● Work to complete
Rewrite the passage on introducing students to their textbook between "- Explain to" and "in religious schools.", inclusive, replacing "scholarly" with "academic".

You may be reluctant to spend valuable class time on procedural matters like how to use a textbook. There
is so much you want to cover and so little time available. But investing the time at the beginning of the year
makes for better learning. Your students will come to appreciate the authority of their book and how it can
help them find answers to their questions. An orientation to tables of contents and indices will speed up
their ability to locate material. By making students aware of subject headings, key words, or significant
proper nouns within a chapter, you will help them to develop the skimming and scanning skills which all
good students need. Time spent on process now will buy you time as the semester unfolds.
- Explain to your students why you chose this book or why it works for this course. Some
things you might want to include are the following:
- The author's scholarly reputation or experience as a teacher in religious schools.
- Visuals and graphics: e.g., eye-catching maps; archival photographs in history books as opposed to
artists' impressions in Bible textbooks.

Source data
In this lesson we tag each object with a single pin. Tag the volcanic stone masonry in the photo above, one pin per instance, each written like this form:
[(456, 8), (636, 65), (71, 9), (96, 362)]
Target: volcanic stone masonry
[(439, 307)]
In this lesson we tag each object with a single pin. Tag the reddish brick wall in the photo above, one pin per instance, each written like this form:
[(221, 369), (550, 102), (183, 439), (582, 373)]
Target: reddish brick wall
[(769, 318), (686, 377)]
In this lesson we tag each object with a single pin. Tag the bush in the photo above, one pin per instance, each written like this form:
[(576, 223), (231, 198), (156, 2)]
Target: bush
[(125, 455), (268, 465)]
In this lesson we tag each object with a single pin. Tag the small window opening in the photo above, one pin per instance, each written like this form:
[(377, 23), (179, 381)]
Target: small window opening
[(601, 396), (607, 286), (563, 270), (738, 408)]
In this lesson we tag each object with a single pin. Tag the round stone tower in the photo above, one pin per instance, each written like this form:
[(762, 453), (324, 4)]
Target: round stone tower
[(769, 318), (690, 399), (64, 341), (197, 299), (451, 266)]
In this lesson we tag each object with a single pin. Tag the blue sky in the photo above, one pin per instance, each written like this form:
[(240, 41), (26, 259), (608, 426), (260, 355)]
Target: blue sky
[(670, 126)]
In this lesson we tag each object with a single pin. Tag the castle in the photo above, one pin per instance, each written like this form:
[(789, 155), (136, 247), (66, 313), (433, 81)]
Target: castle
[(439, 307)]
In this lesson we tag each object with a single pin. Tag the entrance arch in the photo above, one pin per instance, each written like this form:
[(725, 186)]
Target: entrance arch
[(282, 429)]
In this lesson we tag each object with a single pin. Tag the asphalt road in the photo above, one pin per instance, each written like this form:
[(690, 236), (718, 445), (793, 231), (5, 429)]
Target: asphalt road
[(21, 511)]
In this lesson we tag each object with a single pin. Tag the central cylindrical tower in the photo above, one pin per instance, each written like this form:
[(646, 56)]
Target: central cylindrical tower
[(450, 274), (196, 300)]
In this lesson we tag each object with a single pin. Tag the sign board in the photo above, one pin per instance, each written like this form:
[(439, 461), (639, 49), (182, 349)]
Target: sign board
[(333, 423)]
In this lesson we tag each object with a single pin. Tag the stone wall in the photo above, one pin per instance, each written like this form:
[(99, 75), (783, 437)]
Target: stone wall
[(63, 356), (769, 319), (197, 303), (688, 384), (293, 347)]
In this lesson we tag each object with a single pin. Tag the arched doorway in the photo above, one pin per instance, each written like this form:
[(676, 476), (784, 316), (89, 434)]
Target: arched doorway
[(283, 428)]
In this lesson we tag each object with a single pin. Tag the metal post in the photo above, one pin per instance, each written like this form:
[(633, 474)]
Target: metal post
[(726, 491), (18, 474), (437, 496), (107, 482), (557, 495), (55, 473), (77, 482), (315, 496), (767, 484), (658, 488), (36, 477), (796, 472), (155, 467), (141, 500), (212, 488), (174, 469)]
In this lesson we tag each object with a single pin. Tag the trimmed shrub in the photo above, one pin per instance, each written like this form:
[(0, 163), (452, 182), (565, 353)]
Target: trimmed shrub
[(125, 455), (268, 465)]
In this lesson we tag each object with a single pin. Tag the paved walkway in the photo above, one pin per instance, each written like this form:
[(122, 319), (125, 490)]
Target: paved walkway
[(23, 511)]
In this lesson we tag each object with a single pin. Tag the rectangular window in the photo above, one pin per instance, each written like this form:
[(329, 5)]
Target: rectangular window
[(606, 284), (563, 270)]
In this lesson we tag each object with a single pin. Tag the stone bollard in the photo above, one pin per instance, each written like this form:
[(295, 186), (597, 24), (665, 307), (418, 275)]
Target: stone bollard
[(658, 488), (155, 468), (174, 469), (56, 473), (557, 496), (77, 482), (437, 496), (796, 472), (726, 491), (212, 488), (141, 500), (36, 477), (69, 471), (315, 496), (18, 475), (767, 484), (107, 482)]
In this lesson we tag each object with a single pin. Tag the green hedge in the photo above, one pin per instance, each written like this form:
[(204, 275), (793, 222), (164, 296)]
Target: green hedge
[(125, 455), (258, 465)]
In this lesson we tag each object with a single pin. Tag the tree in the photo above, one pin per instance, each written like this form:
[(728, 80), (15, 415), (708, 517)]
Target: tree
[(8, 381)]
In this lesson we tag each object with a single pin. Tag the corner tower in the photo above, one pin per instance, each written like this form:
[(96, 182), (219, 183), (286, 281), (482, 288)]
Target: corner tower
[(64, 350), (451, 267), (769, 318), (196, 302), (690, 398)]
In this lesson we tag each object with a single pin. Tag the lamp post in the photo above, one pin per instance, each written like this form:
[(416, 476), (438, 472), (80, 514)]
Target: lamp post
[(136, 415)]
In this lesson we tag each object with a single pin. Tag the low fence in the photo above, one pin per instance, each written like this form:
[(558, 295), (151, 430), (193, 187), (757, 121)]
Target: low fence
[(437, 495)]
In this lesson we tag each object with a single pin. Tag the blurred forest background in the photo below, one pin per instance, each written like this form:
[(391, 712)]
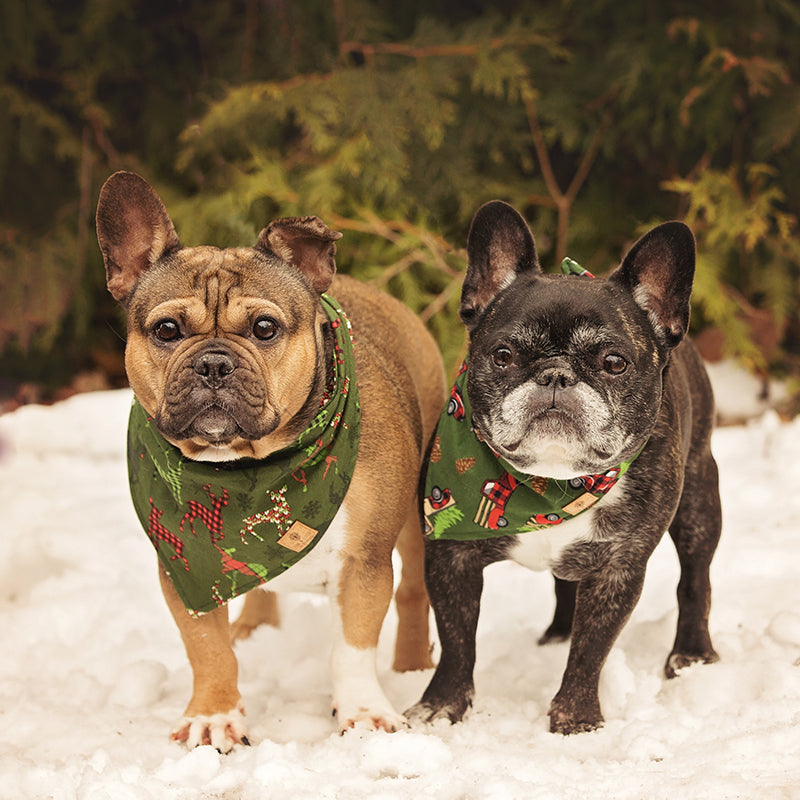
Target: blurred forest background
[(393, 121)]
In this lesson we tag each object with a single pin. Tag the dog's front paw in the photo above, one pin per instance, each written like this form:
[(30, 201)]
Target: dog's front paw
[(567, 719), (678, 661), (222, 731), (426, 712), (379, 717)]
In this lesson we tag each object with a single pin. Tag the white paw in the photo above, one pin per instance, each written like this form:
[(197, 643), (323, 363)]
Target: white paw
[(221, 731), (375, 718)]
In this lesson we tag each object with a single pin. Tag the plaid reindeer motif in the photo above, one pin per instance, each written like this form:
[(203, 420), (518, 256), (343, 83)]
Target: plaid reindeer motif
[(210, 517), (158, 533)]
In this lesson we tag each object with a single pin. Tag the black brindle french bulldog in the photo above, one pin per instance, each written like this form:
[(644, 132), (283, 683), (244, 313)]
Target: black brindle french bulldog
[(569, 377)]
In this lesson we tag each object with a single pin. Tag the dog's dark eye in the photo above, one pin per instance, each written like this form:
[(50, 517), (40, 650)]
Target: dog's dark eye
[(614, 364), (167, 330), (265, 328), (502, 356)]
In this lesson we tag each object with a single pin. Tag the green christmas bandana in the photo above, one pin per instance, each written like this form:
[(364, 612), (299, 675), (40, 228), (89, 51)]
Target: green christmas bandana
[(223, 529)]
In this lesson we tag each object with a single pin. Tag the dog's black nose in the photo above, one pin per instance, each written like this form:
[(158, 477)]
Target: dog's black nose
[(214, 367)]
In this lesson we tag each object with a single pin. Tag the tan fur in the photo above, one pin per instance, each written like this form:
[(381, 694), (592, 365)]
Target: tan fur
[(216, 295)]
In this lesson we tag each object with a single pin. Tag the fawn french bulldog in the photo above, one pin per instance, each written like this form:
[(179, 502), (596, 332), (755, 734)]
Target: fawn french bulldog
[(576, 434), (280, 420)]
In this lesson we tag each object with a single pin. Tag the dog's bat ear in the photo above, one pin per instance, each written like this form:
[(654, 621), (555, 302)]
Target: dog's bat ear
[(659, 272), (306, 243), (133, 230), (499, 247)]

● Reply
- Explain to your students why you chose this book or why it works for this course. Some
things you might want to include are the following:
- The author's academic reputation or experience as a teacher in religious schools.